▶ Exercise prompt
Once you find the line with "Give one point for each instance of the man's nose", copy it and every line after it through the end of the entries below, exactly as written.

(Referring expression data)
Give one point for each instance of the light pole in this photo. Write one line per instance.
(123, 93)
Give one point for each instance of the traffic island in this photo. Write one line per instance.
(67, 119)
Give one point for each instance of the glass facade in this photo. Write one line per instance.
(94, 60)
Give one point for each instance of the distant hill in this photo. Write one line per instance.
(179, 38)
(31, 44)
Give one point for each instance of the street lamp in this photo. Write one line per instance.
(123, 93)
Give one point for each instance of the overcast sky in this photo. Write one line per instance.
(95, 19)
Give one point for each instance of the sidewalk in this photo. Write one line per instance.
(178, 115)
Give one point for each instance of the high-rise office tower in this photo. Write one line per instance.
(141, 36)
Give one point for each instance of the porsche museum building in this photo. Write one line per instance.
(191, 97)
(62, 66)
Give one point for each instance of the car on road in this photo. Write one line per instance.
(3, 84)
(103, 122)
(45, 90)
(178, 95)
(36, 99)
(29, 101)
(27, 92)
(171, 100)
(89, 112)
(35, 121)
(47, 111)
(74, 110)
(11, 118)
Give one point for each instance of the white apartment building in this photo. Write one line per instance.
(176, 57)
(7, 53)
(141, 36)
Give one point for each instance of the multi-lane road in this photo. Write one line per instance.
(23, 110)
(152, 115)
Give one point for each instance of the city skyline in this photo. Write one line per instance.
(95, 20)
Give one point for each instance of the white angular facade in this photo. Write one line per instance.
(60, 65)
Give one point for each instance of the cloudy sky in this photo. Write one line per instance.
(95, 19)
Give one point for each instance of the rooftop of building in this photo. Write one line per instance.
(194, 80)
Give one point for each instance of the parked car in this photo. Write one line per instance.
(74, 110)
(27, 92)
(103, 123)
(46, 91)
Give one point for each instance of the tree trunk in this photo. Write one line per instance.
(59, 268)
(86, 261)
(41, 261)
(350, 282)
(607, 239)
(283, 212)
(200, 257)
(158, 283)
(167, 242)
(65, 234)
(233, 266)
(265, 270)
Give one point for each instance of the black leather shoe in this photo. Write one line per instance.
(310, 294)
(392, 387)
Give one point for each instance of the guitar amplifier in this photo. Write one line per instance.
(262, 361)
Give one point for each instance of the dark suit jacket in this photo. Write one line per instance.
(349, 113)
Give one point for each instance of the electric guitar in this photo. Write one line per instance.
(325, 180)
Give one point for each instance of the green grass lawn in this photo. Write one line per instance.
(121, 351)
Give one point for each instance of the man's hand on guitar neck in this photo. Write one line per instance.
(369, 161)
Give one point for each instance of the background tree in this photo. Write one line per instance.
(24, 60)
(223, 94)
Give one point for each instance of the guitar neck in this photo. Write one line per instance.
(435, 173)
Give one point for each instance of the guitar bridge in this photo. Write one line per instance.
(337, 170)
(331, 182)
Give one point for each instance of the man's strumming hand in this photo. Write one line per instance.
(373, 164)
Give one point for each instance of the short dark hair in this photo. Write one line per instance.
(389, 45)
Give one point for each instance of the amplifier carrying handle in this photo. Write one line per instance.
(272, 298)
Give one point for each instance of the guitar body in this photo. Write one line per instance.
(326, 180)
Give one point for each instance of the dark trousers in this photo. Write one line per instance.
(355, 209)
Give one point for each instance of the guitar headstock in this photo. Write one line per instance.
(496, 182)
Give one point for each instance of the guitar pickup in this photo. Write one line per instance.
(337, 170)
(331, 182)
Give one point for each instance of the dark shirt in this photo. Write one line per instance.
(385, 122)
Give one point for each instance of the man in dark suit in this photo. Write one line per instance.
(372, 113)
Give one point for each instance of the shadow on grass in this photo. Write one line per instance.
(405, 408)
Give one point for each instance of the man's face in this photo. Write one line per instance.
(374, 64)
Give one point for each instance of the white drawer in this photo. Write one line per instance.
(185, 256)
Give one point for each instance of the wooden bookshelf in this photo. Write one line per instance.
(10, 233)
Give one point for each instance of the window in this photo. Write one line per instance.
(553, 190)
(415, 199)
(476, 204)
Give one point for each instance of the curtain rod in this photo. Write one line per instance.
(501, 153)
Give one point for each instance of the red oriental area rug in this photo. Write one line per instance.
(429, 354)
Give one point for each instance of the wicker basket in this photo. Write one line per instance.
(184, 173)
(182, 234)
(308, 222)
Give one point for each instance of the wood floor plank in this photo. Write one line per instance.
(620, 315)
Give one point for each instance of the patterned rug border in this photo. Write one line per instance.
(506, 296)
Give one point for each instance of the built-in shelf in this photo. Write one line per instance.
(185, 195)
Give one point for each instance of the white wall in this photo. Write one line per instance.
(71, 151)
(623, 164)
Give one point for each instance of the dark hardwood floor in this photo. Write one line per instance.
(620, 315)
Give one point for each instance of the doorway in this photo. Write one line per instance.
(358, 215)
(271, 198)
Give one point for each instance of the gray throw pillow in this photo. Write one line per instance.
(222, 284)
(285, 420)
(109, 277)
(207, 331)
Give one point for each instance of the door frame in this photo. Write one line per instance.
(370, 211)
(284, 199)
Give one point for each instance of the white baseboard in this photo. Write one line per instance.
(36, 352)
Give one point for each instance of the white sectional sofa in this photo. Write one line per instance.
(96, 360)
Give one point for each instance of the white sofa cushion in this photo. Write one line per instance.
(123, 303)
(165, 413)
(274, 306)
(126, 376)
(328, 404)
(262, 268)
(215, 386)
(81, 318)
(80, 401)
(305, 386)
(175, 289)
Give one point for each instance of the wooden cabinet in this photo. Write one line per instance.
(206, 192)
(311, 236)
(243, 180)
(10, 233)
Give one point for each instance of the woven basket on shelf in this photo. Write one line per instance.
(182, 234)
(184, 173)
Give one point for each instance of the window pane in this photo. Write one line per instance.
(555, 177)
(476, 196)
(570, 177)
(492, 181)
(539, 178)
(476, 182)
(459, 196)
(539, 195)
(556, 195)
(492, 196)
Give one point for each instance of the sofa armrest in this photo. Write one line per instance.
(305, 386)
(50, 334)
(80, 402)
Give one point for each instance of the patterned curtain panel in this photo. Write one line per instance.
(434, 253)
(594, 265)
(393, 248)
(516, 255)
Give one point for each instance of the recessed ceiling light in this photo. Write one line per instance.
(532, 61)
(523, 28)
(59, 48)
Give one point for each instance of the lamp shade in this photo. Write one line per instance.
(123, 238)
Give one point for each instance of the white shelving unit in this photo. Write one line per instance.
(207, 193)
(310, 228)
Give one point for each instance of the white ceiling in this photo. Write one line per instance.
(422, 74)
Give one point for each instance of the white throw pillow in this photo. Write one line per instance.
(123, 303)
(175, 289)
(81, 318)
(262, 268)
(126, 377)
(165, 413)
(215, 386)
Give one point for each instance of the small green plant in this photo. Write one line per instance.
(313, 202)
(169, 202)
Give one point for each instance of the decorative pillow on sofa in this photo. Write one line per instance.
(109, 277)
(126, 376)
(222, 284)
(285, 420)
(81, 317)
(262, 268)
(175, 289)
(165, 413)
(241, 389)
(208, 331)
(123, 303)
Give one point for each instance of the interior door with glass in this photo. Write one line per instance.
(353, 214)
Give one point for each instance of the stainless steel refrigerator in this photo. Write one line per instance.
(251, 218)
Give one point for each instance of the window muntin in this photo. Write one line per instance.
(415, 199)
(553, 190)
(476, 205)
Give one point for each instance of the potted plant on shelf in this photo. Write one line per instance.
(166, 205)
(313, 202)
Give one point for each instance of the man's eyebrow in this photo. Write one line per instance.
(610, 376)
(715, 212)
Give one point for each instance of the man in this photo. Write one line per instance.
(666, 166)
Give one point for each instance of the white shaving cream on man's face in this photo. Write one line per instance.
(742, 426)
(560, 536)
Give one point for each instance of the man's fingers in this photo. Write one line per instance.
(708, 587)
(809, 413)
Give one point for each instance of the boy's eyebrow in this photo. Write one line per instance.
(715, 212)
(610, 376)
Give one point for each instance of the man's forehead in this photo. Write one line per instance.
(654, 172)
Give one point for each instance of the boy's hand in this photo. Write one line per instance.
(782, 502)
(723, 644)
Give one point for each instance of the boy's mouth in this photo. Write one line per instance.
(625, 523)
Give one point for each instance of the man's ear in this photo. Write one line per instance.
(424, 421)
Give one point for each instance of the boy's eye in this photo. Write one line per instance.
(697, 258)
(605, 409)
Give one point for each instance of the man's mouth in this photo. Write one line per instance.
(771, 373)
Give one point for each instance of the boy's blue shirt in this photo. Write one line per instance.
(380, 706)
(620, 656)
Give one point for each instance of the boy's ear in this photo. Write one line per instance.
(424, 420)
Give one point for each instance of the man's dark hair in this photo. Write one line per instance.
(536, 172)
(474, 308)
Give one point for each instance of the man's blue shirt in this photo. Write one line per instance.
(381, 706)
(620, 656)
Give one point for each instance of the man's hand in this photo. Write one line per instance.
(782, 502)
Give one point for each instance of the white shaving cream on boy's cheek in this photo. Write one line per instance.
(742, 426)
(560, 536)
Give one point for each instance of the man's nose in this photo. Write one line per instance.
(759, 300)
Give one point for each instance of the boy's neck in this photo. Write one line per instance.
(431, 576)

▶ Answer below
Give one point for each instance of the man's nose in this photo. Write one line per instance.
(759, 300)
Give one point for each instance of the boy's neck in this photo. Write one line per instance.
(431, 576)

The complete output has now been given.